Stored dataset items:
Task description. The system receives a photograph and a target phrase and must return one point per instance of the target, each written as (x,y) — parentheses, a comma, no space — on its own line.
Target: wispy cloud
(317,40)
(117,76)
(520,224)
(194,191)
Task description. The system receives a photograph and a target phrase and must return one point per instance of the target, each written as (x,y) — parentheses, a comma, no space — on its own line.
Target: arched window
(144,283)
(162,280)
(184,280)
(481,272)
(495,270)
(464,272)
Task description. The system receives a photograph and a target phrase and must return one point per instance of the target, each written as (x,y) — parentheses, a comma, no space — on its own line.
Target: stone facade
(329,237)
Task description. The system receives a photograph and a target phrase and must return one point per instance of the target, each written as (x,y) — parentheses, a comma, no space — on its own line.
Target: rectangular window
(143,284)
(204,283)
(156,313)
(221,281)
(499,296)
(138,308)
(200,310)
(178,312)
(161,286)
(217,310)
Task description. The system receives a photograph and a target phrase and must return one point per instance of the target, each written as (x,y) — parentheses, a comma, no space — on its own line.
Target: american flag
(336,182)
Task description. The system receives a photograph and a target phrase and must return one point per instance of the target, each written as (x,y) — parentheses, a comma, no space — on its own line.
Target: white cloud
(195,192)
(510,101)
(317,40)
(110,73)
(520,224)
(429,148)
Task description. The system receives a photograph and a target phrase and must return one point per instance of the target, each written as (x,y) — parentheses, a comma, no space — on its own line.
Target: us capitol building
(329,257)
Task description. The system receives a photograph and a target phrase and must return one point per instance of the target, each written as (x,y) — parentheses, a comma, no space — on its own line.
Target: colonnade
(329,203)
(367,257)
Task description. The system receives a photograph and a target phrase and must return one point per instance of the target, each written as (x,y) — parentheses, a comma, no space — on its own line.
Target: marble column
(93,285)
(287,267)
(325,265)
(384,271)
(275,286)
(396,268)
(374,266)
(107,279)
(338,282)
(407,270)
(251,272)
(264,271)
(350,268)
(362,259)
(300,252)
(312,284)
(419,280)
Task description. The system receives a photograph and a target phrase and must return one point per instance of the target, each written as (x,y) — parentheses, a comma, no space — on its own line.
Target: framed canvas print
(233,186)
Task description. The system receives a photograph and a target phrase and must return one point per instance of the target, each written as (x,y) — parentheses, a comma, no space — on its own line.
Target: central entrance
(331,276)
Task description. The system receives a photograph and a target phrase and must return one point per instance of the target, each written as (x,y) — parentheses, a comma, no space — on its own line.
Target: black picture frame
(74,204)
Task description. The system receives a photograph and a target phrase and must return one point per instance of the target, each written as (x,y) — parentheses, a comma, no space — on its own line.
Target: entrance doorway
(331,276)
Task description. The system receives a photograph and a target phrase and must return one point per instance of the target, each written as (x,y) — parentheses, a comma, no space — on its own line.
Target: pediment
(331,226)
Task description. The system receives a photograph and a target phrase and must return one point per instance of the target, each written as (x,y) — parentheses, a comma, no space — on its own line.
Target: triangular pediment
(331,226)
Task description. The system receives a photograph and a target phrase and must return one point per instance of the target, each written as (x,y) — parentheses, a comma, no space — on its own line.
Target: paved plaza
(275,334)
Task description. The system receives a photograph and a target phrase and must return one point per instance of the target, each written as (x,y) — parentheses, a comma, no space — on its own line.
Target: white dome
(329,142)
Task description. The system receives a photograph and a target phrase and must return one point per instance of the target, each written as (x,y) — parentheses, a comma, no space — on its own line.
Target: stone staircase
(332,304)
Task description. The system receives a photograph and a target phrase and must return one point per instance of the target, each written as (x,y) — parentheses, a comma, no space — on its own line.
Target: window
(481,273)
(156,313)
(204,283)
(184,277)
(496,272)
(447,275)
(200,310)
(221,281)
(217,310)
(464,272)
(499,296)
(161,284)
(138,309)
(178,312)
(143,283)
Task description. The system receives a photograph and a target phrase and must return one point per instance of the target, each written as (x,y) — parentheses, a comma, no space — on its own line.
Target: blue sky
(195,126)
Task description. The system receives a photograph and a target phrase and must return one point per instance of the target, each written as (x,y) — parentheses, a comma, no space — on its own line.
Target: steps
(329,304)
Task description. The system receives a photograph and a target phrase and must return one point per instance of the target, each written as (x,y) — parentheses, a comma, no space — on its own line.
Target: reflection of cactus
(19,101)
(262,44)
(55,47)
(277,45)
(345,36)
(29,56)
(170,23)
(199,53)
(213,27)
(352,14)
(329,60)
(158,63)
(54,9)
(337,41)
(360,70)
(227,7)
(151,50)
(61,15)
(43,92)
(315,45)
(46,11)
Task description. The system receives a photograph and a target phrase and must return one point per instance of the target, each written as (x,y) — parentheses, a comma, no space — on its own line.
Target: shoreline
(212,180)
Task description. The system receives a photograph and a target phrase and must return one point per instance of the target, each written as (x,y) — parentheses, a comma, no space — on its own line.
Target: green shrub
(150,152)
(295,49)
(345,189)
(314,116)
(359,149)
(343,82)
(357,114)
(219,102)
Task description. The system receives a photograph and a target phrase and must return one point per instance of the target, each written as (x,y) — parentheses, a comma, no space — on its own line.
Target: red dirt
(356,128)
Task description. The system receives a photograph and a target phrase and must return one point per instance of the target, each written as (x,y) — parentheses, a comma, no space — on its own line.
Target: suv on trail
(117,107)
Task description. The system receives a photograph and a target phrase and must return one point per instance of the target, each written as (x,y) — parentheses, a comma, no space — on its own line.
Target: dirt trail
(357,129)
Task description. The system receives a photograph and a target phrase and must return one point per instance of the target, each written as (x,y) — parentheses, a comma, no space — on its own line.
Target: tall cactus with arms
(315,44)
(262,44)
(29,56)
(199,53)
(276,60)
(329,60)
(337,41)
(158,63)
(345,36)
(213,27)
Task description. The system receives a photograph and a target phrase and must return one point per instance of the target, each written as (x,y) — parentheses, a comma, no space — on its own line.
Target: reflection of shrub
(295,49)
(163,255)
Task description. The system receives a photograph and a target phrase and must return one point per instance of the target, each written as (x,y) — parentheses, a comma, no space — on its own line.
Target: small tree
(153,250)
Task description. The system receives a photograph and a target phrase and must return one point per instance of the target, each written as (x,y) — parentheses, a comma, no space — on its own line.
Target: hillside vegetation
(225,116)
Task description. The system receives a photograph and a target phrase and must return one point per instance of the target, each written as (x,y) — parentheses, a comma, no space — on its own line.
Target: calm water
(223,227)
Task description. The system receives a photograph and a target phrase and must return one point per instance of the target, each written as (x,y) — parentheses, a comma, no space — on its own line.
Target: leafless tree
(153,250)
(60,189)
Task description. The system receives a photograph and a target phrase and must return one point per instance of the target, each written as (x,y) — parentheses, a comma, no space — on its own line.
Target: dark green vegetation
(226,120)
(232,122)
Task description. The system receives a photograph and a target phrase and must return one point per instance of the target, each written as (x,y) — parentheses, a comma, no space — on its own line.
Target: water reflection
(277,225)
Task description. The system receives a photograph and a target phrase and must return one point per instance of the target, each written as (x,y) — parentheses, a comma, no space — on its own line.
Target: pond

Requirement: Nothing but an exact transcription of the records is expected.

Completed exercise:
Task description. The system receives a photograph and a target phrase and must return one point per instance of the target, each written as (x,y) — parentheses, a comma, no space — on its own line.
Target: wispy cloud
(317,40)
(117,76)
(520,224)
(194,191)
Task description. The system receives a photograph and a target phrase and must return one point per instance of the target, each written as (x,y) — parentheses, a comma, no space — on its own line.
Target: arched window
(144,283)
(162,280)
(184,280)
(481,272)
(495,270)
(464,272)
Task description. The system receives a photograph and a target phrase and must return one point per instance of the target, each written as (x,y) — parentheses, a comma, no space — on its own line.
Target: stone facade
(329,237)
Task description. The system receives a photograph and a target phrase and must return one point per instance of the target, each written as (x,y) — parentheses, a comma, no space — on its own line.
Target: rectangular window
(143,284)
(204,283)
(156,313)
(221,281)
(499,296)
(138,308)
(200,310)
(178,312)
(161,286)
(217,310)
Task description. The system receives a photograph and a target phrase and must return one point per instance of the target, each written as (x,y) — parentheses, a comma, no space — on its own line.
Target: american flag
(336,182)
Task description. The system receives a photograph and a target phrase and must return one point per instance of the target, each written as (x,y) — parentheses, a comma, no space — on its own line.
Target: white cloud
(195,192)
(510,101)
(317,40)
(110,73)
(520,224)
(429,148)
Task description. The system receives a photograph and a target phrase and must return one point per instance of the target, each written as (x,y) — parentheses, a comma, no space — on its own line.
Target: us capitol building
(329,257)
Task description. The system receives a photograph and a target phrase and must return one point per instance of the target, each written as (x,y) — parentheses, a comma, no space — on its own line.
Target: colonnade
(329,203)
(367,257)
Task description. The system receives a photograph and a target phrase and must return one point per instance of the target, each written as (x,y) — parentheses, a comma, no space — on its own line.
Target: marble column
(93,285)
(287,267)
(325,265)
(384,271)
(275,286)
(396,268)
(374,266)
(107,279)
(338,282)
(407,270)
(251,272)
(264,271)
(350,268)
(362,259)
(300,252)
(312,284)
(419,280)
Task description. The system receives a photograph and a target phrase and must return one point per instance of the target, each written as (x,y) — parentheses, a comma, no space — on its own line.
Target: framed canvas print
(233,186)
Task description. The system receives a photograph and a target phrase and must return one point per instance of the target, each written as (x,y) — parentheses, a comma, no space — on its own line.
Target: central entrance
(331,276)
Task description. The system receives a photograph and a target phrase and must return one point per instance of the target, each written as (x,y) — parentheses, a comma, no space — on its own line.
Target: black picture frame
(74,204)
Task description. The system receives a photograph and a target phrase and must return one point per instance of the target, each written as (x,y) — parentheses, a comma, no space — on its own line.
Target: entrance doorway
(331,276)
Task description. The system receives a photograph and a target phrase and must return one point per instance of the target, each written as (x,y) — parentheses, a comma, no space — on its own line.
Target: pediment
(331,226)
Task description. The system receives a photograph and a target phrase and must return one point per instance of the target, each written as (x,y) — parentheses, a comma, no space — on its own line.
Target: triangular pediment
(331,226)
Task description. The system receives a photograph and a target phrase and must return one point per instance of the target, each written as (x,y) — parentheses, a comma, no space — on its own line.
Target: paved plaza
(275,334)
Task description. The system receives a photograph and a target phrase and must return one point per instance of the target, each written as (x,y) — parentheses, a comma, no space — on its own line.
Target: white dome
(329,142)
Task description. The system receives a photograph and a target phrase and must return one point per instance of the target, each written as (x,y) — parentheses, a comma, no space — on its own line.
Target: stone staircase
(332,304)
Task description. The system receives a photograph and a target phrase and must return one point per instance of the target, each written as (x,y) — parentheses, a comma, no space — on its own line.
Target: window
(481,273)
(156,313)
(204,283)
(184,277)
(496,272)
(447,275)
(200,310)
(221,281)
(217,310)
(464,272)
(499,296)
(161,284)
(138,309)
(178,312)
(143,283)
Task description. The system receives a photograph and a target phrase and must return one point per instance of the target, each written as (x,y) — parentheses, a comma, no space — on its own line.
Target: blue sky
(195,126)
Task description. The system receives a photograph and a target phrase and must return one point per instance of the target, each written as (x,y) — parentheses, a comma, no space — on its own line.
Target: steps
(329,304)
Task description. The system receives a photograph and a target phrase and must return one point per instance of the target, each written as (x,y) — parentheses, a comma, no space — on its own line.
Target: reflection of cactus
(19,101)
(262,44)
(55,47)
(277,45)
(345,36)
(29,56)
(170,23)
(199,53)
(213,27)
(352,14)
(329,60)
(158,63)
(54,9)
(337,41)
(360,70)
(227,7)
(151,50)
(61,15)
(43,92)
(315,45)
(46,11)
Task description. The system receives a photograph and a target phrase and must return one point per instance of the target, each written as (x,y) — parentheses, a comma, no space — on its own line.
Target: shoreline
(212,180)
Task description. The system receives a photograph and a target phrase and must return one point per instance of the target, each written as (x,y) — parentheses, a comma, no space — on its own line.
Target: green shrub
(150,152)
(295,49)
(345,189)
(314,116)
(359,149)
(343,82)
(357,114)
(219,102)
Task description. The system receives a photograph and a target phrase and must return one point per instance of the target, each written as (x,y) — parentheses, a comma, no space — on its own line.
Target: red dirt
(356,128)
Task description. The system receives a photograph and a target phrase and must return one point per instance of the target, each written as (x,y) — parentheses, a comma, no space — on its own line.
Target: suv on trail
(117,107)
Task description. The system receives a photograph and a target phrase and must return one point per instance of the target, each written as (x,y) — parentheses, a comma, no space — on its own line.
Target: dirt trail
(357,129)
Task description. The system receives a photograph and a target phrase and must return one point per instance of the target, each written as (x,y) — parentheses, a comma, no space — on its own line.
Target: tall cactus with arms
(315,44)
(262,44)
(29,56)
(199,53)
(276,60)
(329,60)
(337,41)
(158,63)
(345,36)
(213,27)
Task description. The system receives a photograph and a target phrase and must return one point per instance of the target, each written as (x,y) — parentheses, a comma, no space — on its own line.
Target: reflection of shrub
(295,49)
(163,255)
Task description. The system receives a photograph and a target phrase and must return one point per instance of the target, each written as (x,y) — parentheses, a comma, no space — on its own line.
Target: small tree
(153,250)
Task description. The system receives a photograph and a target phrase and must return one point per instance of the target, each written as (x,y) — parentheses, a comma, no space — on its own line.
Target: hillside vegetation
(225,116)
Task description. The system receives a photograph and a target phrase and must return one point per instance of the target, each written as (x,y) — parentheses, a comma, no space — on its own line.
Target: calm water
(223,227)
Task description. The system receives a photograph and a target phrase and must return one point per instance of the target, each written as (x,y) — parentheses, a comma, no space — on its own line.
Target: leafless tree
(153,250)
(60,189)
Task description. The system receives a photograph and a target phrase and must return one point per instance of the target, each written as (x,y) — parentheses, a comma, no space — on its own line.
Target: dark green vegetation
(226,120)
(232,122)
Task description. The system receives a photograph and a target phrase and must return one point per instance of the target, each written as (x,y) — parentheses, a comma, no space — on its own line.
Target: water reflection
(277,225)
Task description. The system receives a photograph and a target phrase and must return one point per instance of the target, each written as (x,y) — parentheses, a comma, no space — on its own line.
Target: pond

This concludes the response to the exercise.